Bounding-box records
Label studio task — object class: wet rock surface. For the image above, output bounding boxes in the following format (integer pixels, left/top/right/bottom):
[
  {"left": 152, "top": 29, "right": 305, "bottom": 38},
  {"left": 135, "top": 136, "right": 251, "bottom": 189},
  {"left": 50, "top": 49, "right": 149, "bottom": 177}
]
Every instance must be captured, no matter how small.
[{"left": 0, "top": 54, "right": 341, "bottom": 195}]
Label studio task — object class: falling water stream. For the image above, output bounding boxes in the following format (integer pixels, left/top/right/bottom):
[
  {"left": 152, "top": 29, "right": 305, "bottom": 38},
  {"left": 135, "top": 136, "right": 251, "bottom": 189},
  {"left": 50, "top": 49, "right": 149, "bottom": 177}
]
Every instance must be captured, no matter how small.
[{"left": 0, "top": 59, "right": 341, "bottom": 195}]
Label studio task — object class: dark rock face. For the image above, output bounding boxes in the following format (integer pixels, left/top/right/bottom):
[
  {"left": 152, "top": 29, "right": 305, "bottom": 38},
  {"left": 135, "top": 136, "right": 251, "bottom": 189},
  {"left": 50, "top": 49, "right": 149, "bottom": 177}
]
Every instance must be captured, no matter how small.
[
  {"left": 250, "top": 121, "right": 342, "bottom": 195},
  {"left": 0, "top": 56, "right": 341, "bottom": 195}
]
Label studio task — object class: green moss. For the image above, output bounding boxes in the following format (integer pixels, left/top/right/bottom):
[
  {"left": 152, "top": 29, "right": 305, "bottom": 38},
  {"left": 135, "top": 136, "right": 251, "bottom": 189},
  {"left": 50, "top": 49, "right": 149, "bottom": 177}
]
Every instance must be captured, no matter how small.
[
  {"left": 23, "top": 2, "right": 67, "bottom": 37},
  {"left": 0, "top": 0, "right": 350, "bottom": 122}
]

==

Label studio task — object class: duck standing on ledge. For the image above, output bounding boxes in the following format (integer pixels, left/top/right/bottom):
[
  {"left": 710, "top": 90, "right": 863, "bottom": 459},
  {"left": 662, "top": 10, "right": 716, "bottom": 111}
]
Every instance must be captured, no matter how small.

Set problem — Select every line in the records that contains the word "rock", and copy each of those lines.

The solution —
Label studio task — object class: wet rock surface. For the image above, output bounding boxes in the following format (integer pixels, left/top/right/bottom):
Label studio task — object class: dark rock face. For the image above, output bounding boxes in the following format (integer pixels, left/top/right/bottom):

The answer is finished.